*Set exercise:* Could you copy out every one of the entries below word for word, leaving out the pictures?

*Supplied material:*
====

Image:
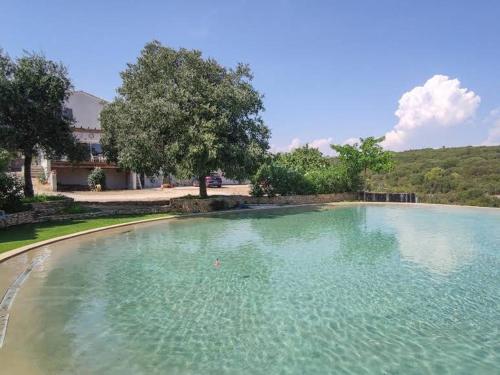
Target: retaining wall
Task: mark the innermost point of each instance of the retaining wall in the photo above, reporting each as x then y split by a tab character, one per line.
234	201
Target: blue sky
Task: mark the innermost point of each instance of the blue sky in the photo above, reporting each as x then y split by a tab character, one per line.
329	70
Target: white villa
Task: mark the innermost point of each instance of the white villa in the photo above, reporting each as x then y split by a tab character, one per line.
64	175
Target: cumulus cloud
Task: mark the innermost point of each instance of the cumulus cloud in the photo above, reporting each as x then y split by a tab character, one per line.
494	132
323	144
351	141
440	102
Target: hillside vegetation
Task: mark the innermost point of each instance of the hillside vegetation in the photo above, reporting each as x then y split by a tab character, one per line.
462	175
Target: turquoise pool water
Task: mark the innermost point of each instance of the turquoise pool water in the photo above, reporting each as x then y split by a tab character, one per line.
346	290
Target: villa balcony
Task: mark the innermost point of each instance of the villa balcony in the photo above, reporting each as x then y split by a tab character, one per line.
92	162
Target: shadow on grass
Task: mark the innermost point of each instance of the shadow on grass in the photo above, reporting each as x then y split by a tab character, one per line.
51	229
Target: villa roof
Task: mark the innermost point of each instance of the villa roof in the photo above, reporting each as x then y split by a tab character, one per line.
85	109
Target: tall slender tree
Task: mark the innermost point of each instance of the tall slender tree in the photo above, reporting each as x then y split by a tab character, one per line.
32	95
364	156
180	113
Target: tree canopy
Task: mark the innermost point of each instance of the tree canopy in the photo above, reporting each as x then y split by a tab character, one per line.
180	113
303	159
364	156
32	95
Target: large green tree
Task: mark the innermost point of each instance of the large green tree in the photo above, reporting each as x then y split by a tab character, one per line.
364	156
303	159
32	95
180	113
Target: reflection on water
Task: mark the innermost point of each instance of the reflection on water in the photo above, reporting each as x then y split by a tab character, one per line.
343	290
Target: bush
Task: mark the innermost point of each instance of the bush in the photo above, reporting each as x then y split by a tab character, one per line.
274	179
42	178
11	193
333	179
97	177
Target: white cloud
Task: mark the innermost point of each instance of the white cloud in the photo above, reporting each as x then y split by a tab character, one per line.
494	132
296	143
351	141
440	102
323	144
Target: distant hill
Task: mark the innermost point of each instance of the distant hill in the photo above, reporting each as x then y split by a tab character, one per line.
461	175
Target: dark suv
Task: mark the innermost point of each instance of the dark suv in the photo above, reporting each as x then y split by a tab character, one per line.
213	181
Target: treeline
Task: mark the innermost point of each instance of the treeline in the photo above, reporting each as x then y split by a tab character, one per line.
306	170
462	175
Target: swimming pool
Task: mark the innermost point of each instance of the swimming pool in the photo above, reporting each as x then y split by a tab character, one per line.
357	289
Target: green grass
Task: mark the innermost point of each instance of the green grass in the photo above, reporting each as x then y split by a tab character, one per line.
43	198
22	235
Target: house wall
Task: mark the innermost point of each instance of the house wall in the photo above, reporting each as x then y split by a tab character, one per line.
78	177
87	137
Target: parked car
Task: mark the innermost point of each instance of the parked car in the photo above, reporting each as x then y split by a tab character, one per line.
213	181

====

*Written answer:*
Image:
Target: retaining wall
Task: mark the innermost point of each instance of the retaining wall in the photo above, reporting each as x then y split by a tab character, one per line.
234	201
Target: blue sky
Task: mark the innermost point of each instance of the blue sky in the photo above, reporting each as x then y split by a tab character, one per line.
329	70
Target: white villa
Task: mark the innermost point of each instance of the white villa in the photo above, reporting each as x then y split by a tab character, one per line.
64	175
Target: cumulus cloud
Task: mark the innermost point of each instance of the cumulus cloud in the photo above, reporting each as x then y split by a tab character, one per line.
494	132
323	144
351	141
440	102
Target: hillside vegetation
Task: mark the innermost point of each instance of the hillside vegetation in the photo above, reporting each as x then y split by a tab character, one per line.
462	175
Target: turquoise pool water
Task: mark the innermost point of each instance of the turquoise pool water in the photo above, reporting each as x then y split by a tab character, one per line.
346	290
Target: villa balcony
Task: mark the innermost point of each instance of the villa balcony in the photo above, reporting each as x then y split by a tab character, one per line.
92	162
Target: shadow on grass
Task: mark the innermost point of each instance of the shadow on grass in the photo above, reporting each as x then y split by a tab character, one per line.
51	229
Target: villa roof
Task: mark the innermost point of each instance of the villa roof in the photo above, reporting each as x then y split by a tab character, one per line.
85	109
Target: tall slender tree
Task: mark the innermost point of each instance of the tall slender tree in the photo above, reporting each as x then y split by a tab character, one per line.
32	95
364	156
180	113
Target: tree canopy
Task: mark the innermost point of each instance of the tree canopy in the photo above, reporting each as x then y split by a tab character, one per line.
180	113
303	159
364	156
32	95
Target: large green tree
Task: mark the innermost point of each instance of the large green tree in the photo above, reporting each as x then y split by a tab character, one per line.
364	156
303	159
32	95
180	113
Target: reflection on water
Task: mark the innermost point of each instance of the reflection on water in the photo above, reporting each as x then y split by a tab character, one per line.
343	290
Target: bush
Task: mark the innermost point of each instance of the bush in the photo above, reporting each as x then y split by a tab character, one per line.
274	179
42	178
11	193
333	179
97	177
Target: white cloud
Task: mark the innermost point of each instance of the white cloud in the photo above, reporting each as x then y split by a tab character, one per line.
494	132
296	143
351	141
440	102
323	144
Target: distant hill
Task: mark the innermost point of each instance of the distant hill in the photo above, reporting each as x then y split by a tab character, one per line.
461	175
Target: dark suv
Task: mark the innermost point of each instance of the dark suv in the photo above, reporting each as x then y split by a tab character, one per line.
213	181
Target: treeline
Task: mark the innermost point of each instance of the treeline in the photo above, reporting each as x then y split by a tab character, one per line.
306	170
462	175
Target: swimming pool
Task: mark the innermost point of each instance of the swimming pool in the photo above, reporting each as x then y split by a tab character, one per line.
357	289
Target: green grass
Task: mark the innermost point of each instance of the green grass in the photo above, reporting each as x then y split by a tab character, one per line.
43	198
22	235
Target: house wall
Task: mark the innermost point of each instance of the house wall in the photo above, reporting each as x then y split by a tab character, one per line.
78	177
87	137
Target: parked car
Task: mark the innermost point of each instance of the parked car in the photo above, reporting each as x then y split by a tab character, one per line.
213	181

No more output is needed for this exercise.